Running Terraform with Cloudify (Part 2)

In the previous article Running Terraform with Cloudify Part 1 we have covered how to create a blueprint for a dedicated Terraform template.

What You’ll learn

In this article we will create a generic blueprint. The blueprint receives the inputs Terraform version, the URL/Git path, variables and environment variables.

You can always adjust the blueprints to your need. For example if you are using private repo (one of the examples from Part1), you can add user and password inputs.

Prerequisites

You’ll need to have the following setup on you development machine.

Git — To work with our tutorial examples

Python 3.7 — To run Cloudify CLI (cfy)

Docker — To run Cloudify Manager container

AWS access key id and secret access key with permissions to create and delete EC2 instances. You can follow the AWS documentation on how to get those in the link

What is Cloudify?

Cloudify is an orchestration tool that can do many things.

In our current example I’ll walk you step by with the best practices on what is required to spin an EC2 instance.

We will create a simple blueprint file that describes how EC2 instance should be created and upload it to Cloudify Manager.

To spin an EC2 instance we will created and install a deployment. As part of it Cloudify Manager will connect to AWS and create an EC2 instance as described in the blueprint.

Let’s Start

Cloudify Installation: Running locally Cloudify Manager is very easy. You’ll need to install locally on your machine docker and run on it Cloudify Manager Community edition container.

Given exercise 1 →
Answer these questions about the Terraform with Cloudify tutorial:
(a) Which inputs does the generic blueprint receive?
(b) Which Python version is listed as a prerequisite, and what is it used for?
(c) Which container does the tutorial say to run on Docker?
Given exercise 2 → Pick up the Terraform with Cloudify tutorial after its final sentence and keep writing it.

Object detection data:

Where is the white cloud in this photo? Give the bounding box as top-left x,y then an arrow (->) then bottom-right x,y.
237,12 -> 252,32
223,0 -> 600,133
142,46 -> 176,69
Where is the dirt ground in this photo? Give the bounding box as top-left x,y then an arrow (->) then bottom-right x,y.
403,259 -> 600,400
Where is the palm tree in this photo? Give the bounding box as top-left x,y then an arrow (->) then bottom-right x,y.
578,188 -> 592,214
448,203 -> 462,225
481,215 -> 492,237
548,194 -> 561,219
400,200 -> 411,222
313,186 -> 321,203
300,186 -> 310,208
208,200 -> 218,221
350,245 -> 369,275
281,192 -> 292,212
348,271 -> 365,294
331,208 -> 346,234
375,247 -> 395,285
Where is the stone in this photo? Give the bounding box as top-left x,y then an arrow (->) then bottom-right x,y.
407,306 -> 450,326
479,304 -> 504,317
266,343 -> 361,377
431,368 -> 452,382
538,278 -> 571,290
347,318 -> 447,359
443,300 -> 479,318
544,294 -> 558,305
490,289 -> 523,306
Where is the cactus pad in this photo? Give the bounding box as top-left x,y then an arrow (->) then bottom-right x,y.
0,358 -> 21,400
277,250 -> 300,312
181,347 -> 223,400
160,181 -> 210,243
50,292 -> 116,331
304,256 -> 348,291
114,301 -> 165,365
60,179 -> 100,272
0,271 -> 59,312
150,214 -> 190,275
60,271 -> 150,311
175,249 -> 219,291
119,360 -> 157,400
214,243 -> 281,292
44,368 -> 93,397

Output 1 →
(a) The Terraform version, the URL/Git path, variables, and environment variables.
(b) Python 3.7, used to run the Cloudify CLI (cfy).
(c) The Cloudify Manager Community edition container.

Output 2 →
To run Cloudify Manager Community edition simply run the following command. You might wait some time until the application is fully up and running

sudo docker run --name cfy_manager_local -d --restart unless-stopped -v /sys/fs/cgroup:/sys/fs/cgroup:ro --tmpfs /run --tmpfs /run/lock --security-opt seccomp:unconfined --cap-add SYS_ADMIN -p 80:80 -p 8000:8000 cloudifyplatform/community-cloudify-manager-aio:latest

Congratulations now you can browse to http://localhost and login with default user and password admin:admin

Cloudify CLI installation

You have two ways to work with Cloudify Manager. You can work either with UI or CLI. In this article we will work CLI.

To install Cloudify CLI run the following command:

pip install cloudify==6.1.0

Installing Plugins

Before we start we need to install AWS and Utilities Plugin

To simplify let’s upload all supported plugins

cfy plugins bundle-upload

Terraform Blueprint

Let’s first walk through what we is the blueprint objective.

The blueprint receives the Terraform version. The Terraform binary URL will be calculated based on it.

The Terraform also requires variables and environment variables that should be filled during the deployment creation.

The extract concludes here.